» **Provided passage**:
--------------------
In ESIEA, I am doing research on metamorphic viruses. It is a new area for me, so I have been reading up on lots of new material. I am fascinated at some of the gambits and defenses that are happening in the war between virus writers and antivirus researchers.
In the past week, I have been experimenting with virus construction kits, octave (free version of matlab), and reading reams of papers on computer viruses, hidden Markov models, etc. I feel like I am going in about 12 directions at once. But as my master's thesis adviser once told me, "that's research".
A quick history of viruses...
The classic viruses were fairly easy to detect through a method known as "signature detection". Essentially, virus scanners look for a bit pattern associated with a virus to identify a corrupted file. This method is still the predominant one, but newer viruses are being designed to evade this method.
"Encrypted viruses" attempt to evade scanners by encrypting the body of the virus. Typically, this would be done with a XOR operation, so that the same procedure can be used to both encrypt and decrypt the body of the virus. By itself, this approach is not especially useful -- the virus scanner can still identify the signature of the encryption/decryption code.
"Polymorphic viruses" improve on encrypted viruses by mutating the decrypter function. A simple version of the signature detection approach will then fail totally. Except... Modern scanners will decrypt the virus body, and then scan the virus. (I am still a little fuzzy on how they know when to decrypt the virus body.)
--------------------
» **Source data**:
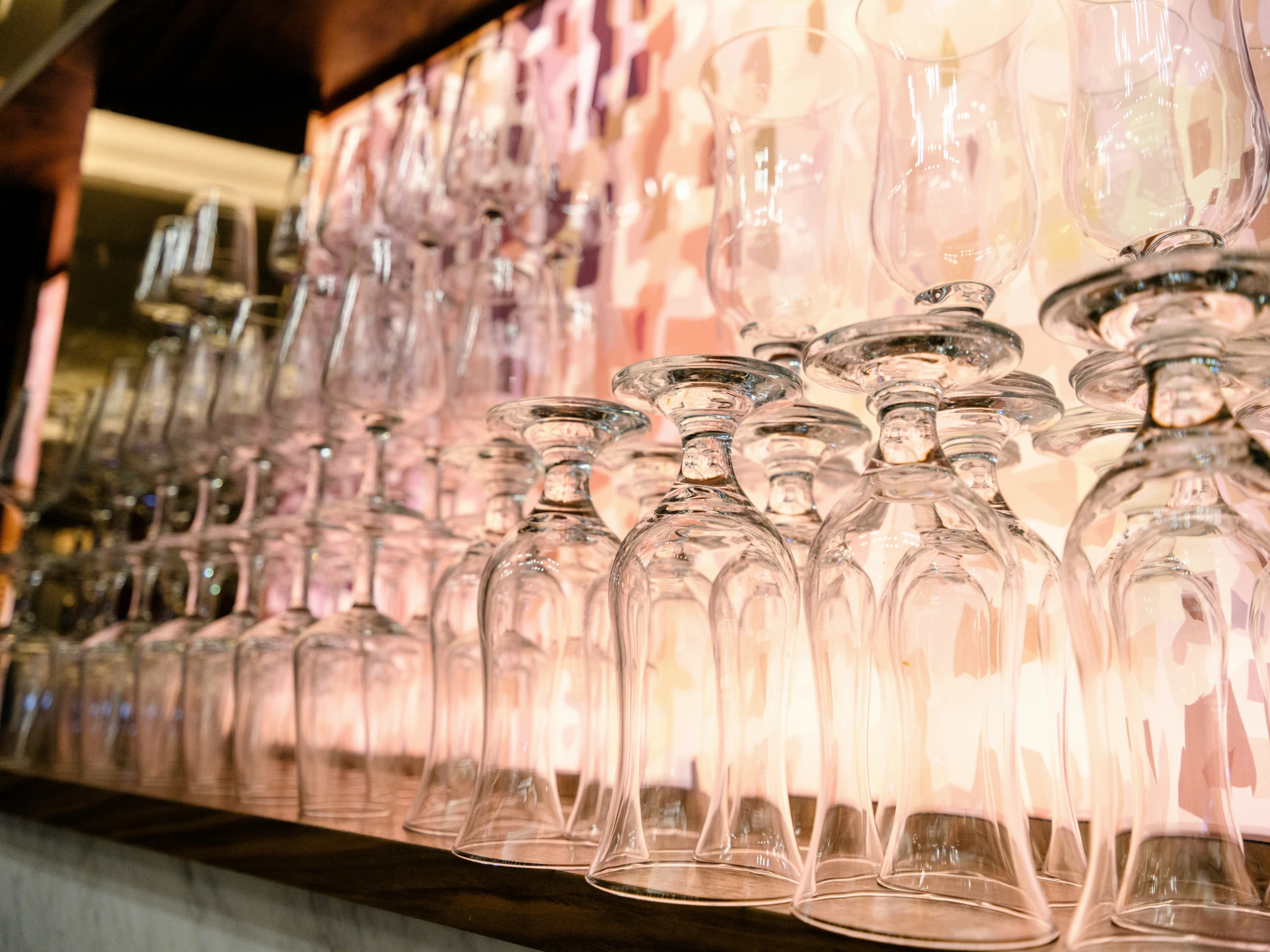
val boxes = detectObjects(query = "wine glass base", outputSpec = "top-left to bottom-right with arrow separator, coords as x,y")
939,371 -> 1063,444
803,313 -> 1022,394
452,836 -> 595,871
587,859 -> 798,906
1040,249 -> 1270,355
794,877 -> 1058,950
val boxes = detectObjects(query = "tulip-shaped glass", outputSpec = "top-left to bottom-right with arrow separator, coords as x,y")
454,398 -> 648,868
587,355 -> 803,905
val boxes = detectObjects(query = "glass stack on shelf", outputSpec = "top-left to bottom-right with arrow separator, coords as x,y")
7,0 -> 1270,950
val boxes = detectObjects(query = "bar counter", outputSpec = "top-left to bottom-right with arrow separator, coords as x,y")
0,768 -> 924,952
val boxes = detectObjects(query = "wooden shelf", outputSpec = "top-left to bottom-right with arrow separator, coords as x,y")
0,769 -> 894,952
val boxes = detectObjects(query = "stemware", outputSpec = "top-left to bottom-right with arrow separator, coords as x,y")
--------------------
» **Task to complete**:
In the passage on virus history, why are encrypted viruses by themselves not especially useful for evading scanners?

» **Reply to the exercise**:
Encrypting the virus body does not hide everything, because the virus scanner can still identify the signature of the encryption/decryption code.